ARTE BRASILEIRA - 50 Anos de História no Acervo MAC USP
No Brasil, a modernização artística do século XX começou com o movimento modernista, projeto estético em cujo bojo se encontrava o desejo de renovação da arte, associado ao da construção de uma consciência atualizada da cultura nacional. O modernismo desenvolveu seus fundamentos não só nas artes plásticas, mas também, e com significativa produção na música e na literatura.
O período histórico em que eclodiu e se afirmou foram os anos de 1920—a Semana de arte Moderna aconteceu em 1922 e, daí para frente, desenvolveu-se o ideário modernista. O modernismo desdobrou-se em novas manifestações no decênio de 1930, prolongando-se até meados da década seguinte, época esta já de sua consolidação. Tal período respondeu a um momento de importantes transformações na conjuntura da sociedade. Foi um tempo de modernização social, aquele que se viveu no quadro histórico do entre-guerras. Ocorreu um crescimento industrial, enquanto se imprimiram mudanças nos setores comercial e financeiro, deixando o país de ter um perfil econômico somente agrícola. Daí em diante, novos fatos, novos personagens e nova realidade histórico-social moveram os rumos do processo artístico.

*DETALHES DO EXERCÍCIO*
Reescreva em forma de lista o parágrafo do texto sobre o modernismo no Brasil que começa com "O período histórico em que eclodiu", mantendo seus fatos principais. A listagem que vem em seguida é um material à parte, sem relação com o texto.

(Linhas de dados)
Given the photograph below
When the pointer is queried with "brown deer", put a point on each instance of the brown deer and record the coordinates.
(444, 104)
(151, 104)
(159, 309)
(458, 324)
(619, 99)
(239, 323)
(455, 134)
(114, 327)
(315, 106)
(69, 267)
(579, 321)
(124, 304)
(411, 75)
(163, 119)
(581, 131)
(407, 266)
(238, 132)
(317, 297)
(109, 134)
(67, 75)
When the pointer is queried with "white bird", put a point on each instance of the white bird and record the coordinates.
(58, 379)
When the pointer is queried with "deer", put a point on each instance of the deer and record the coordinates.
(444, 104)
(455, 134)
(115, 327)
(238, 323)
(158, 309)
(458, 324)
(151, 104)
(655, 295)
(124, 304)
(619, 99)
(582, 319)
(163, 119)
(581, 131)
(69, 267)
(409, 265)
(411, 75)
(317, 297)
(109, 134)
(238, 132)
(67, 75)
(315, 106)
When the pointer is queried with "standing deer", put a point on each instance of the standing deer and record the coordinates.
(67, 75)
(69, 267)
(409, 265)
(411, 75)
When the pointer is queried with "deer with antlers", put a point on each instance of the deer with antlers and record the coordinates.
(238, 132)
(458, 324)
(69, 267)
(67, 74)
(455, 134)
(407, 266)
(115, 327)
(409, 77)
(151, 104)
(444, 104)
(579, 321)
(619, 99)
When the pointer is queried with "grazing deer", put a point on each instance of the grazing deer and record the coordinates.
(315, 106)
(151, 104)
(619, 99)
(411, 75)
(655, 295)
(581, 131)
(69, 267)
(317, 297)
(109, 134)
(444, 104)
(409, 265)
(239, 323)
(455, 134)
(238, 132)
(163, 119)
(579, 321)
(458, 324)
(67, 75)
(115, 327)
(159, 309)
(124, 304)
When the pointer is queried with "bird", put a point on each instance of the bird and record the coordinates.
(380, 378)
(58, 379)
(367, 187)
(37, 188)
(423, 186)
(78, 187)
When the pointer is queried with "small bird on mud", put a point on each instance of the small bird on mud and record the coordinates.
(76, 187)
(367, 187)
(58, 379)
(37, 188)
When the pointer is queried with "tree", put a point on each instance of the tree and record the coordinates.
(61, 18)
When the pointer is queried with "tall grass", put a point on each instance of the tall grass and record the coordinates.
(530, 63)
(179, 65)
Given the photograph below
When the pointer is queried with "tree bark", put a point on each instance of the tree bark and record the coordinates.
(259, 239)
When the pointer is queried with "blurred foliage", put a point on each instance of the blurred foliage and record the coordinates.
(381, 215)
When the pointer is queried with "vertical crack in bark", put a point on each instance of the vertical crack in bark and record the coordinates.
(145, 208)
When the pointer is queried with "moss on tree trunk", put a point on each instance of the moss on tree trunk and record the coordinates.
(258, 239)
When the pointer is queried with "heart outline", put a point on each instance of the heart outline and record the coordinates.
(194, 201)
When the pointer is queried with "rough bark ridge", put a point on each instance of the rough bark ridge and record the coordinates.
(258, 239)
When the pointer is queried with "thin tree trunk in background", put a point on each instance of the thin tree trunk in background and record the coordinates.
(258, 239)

*RESULTADO DO EXERCÍCIO*
- O modernismo eclodiu e se afirmou nos anos de 1920; a Semana de arte Moderna aconteceu em 1922, e a partir daí desenvolveu-se o ideário modernista.
- Na década de 1930, desdobrou-se em novas manifestações e prolongou-se até meados da década seguinte, época de sua consolidação.
- O período correspondeu a importantes transformações na sociedade, um tempo de modernização social no quadro histórico do entre-guerras.
- Houve crescimento industrial e mudanças nos setores comercial e financeiro, e o país deixou de ter um perfil econômico somente agrícola.
- Novos fatos, novos personagens e nova realidade histórico-social passaram a mover os rumos do processo artístico.